Work to be completed -> Go through the data and copy each line that holds "below".

Collection entries ->
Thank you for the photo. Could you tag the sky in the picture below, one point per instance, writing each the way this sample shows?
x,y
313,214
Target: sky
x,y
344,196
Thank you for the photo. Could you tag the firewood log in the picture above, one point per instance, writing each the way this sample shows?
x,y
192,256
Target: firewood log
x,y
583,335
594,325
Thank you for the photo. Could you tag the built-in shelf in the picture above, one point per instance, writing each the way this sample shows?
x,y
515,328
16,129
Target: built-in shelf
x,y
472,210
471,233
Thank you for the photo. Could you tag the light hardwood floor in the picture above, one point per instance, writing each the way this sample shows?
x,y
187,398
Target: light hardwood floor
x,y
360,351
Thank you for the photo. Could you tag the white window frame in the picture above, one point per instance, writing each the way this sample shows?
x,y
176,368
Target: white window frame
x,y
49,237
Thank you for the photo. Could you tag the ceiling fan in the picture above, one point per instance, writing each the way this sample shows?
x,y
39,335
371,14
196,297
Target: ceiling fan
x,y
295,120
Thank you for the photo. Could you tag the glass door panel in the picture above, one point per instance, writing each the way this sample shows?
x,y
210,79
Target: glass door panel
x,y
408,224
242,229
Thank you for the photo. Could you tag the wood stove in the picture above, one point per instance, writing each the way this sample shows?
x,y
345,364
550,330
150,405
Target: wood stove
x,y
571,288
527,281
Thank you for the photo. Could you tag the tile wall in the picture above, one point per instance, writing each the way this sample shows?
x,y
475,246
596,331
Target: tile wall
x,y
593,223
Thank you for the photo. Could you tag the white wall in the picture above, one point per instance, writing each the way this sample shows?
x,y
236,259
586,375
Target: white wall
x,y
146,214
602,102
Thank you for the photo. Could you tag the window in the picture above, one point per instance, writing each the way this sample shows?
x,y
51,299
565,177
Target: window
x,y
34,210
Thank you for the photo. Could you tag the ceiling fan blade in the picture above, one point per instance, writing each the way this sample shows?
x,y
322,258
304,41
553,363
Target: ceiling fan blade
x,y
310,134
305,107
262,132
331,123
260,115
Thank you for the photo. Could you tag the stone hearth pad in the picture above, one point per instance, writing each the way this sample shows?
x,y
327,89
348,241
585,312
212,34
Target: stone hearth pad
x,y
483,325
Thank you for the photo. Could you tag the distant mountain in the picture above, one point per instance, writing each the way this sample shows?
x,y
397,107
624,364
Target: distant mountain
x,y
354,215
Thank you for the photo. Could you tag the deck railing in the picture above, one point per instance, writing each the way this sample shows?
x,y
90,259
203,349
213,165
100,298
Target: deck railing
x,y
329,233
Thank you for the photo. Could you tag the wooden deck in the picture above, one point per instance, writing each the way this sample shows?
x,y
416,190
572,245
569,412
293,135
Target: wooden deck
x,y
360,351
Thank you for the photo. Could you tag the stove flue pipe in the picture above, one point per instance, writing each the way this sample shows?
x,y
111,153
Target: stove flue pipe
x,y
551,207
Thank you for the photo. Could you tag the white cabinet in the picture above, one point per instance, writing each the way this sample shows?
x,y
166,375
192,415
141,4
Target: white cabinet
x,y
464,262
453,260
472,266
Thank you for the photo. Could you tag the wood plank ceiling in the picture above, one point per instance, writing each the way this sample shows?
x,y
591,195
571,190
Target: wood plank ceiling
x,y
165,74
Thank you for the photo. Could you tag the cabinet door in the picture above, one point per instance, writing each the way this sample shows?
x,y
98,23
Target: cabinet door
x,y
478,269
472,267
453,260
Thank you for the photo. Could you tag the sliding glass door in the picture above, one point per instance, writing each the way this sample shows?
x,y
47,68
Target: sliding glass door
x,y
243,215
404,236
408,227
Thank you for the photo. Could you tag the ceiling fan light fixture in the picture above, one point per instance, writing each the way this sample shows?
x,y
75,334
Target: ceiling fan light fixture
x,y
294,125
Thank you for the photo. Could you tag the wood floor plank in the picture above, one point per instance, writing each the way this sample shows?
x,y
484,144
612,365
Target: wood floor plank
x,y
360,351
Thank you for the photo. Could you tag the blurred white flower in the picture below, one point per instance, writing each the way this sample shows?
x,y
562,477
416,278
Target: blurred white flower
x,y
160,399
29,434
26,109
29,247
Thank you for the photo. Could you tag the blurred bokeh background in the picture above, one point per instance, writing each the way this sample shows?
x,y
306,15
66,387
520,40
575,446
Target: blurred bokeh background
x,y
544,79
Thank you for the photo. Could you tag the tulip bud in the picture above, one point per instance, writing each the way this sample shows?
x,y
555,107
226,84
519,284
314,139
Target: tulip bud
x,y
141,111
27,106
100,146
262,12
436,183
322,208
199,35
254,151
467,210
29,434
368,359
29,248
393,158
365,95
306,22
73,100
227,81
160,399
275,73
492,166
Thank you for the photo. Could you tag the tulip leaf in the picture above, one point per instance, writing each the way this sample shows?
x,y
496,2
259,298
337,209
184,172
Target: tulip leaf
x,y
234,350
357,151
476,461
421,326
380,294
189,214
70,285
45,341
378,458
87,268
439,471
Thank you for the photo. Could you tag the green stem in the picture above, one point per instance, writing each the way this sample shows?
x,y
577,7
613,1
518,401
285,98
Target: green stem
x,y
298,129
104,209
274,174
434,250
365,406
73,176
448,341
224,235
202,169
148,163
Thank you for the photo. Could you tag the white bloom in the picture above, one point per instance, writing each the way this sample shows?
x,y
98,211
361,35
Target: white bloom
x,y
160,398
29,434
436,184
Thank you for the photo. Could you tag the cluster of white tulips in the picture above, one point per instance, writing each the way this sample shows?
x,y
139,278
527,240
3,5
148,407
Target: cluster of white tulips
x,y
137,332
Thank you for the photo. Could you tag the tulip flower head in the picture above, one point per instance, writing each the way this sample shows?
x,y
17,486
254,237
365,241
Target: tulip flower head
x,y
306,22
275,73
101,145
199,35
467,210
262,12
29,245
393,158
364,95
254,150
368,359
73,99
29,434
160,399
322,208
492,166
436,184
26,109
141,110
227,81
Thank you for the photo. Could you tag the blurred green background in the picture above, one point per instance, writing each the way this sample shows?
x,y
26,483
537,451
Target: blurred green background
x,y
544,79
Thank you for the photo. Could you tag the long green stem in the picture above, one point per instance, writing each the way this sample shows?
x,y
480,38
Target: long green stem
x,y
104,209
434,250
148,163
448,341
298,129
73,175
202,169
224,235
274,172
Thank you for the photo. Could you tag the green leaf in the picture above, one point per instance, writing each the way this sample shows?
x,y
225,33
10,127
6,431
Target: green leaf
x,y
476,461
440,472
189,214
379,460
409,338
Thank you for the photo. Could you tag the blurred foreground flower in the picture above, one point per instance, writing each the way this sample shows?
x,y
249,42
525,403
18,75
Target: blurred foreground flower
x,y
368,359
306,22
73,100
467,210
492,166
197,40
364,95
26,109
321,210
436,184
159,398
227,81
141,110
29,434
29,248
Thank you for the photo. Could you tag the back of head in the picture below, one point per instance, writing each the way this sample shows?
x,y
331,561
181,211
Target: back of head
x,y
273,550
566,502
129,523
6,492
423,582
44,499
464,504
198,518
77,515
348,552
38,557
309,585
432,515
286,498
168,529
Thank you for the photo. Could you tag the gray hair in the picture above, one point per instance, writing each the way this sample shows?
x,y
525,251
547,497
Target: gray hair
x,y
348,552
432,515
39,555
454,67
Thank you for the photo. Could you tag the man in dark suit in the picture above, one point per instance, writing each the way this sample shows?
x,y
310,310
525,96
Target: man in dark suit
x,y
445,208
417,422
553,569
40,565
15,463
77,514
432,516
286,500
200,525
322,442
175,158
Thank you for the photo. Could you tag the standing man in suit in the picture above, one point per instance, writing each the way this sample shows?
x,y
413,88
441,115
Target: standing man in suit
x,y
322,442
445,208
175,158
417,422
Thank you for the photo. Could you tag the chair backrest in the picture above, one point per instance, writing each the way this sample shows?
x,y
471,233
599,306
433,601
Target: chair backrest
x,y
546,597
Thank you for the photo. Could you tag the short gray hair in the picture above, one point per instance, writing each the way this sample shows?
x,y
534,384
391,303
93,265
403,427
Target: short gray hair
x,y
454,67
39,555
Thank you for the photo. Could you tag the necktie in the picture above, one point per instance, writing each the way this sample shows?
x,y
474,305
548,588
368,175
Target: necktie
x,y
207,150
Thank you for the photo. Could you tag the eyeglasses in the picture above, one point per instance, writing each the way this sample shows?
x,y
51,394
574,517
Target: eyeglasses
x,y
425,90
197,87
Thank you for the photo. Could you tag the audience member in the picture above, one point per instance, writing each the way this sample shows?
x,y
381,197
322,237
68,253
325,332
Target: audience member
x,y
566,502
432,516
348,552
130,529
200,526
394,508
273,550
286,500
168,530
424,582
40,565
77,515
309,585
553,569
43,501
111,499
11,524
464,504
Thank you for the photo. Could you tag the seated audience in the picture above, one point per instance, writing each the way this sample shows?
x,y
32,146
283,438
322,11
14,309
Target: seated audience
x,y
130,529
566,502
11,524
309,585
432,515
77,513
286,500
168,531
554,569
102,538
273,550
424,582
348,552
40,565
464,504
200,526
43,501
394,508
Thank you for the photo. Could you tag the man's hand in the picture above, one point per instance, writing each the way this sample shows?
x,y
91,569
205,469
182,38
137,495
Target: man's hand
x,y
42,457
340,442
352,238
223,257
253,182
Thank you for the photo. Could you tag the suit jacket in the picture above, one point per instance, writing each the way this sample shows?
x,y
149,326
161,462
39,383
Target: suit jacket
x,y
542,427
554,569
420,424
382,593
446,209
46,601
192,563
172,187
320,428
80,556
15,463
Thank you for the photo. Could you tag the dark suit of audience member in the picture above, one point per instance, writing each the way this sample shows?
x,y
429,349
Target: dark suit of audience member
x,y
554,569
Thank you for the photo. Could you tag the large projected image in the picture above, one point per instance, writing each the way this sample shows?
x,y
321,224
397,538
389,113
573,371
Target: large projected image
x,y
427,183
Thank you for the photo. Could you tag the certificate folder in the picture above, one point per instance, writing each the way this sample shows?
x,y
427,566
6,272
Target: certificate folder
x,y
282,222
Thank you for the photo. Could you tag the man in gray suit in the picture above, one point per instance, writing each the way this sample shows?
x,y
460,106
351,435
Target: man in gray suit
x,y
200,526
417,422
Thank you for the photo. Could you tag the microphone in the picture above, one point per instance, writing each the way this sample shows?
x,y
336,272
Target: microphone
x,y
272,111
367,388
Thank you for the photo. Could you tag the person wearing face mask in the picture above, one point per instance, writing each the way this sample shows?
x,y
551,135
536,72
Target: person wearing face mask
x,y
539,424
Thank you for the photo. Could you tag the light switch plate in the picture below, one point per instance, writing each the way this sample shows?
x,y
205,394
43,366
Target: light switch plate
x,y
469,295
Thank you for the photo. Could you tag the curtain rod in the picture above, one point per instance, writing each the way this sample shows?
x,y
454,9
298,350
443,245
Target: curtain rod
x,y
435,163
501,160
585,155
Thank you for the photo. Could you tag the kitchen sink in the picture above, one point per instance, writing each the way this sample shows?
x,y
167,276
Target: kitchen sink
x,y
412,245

Response to the task ->
Thank you for the photo. Could you tag the sky in the picture below, one point per instance, writing each the way this sample shows?
Thank you for the photo. Could you tag the blurred white flower in the picture below, one point per instance, writing each the way this sample shows?
Thank you for the photo. Could you tag the back of head in the picture below, one point per instance, writing each the way this sample shows?
Thank you for the photo. Could you tag the light switch plate in the picture below, one point per instance, writing each the way this sample shows?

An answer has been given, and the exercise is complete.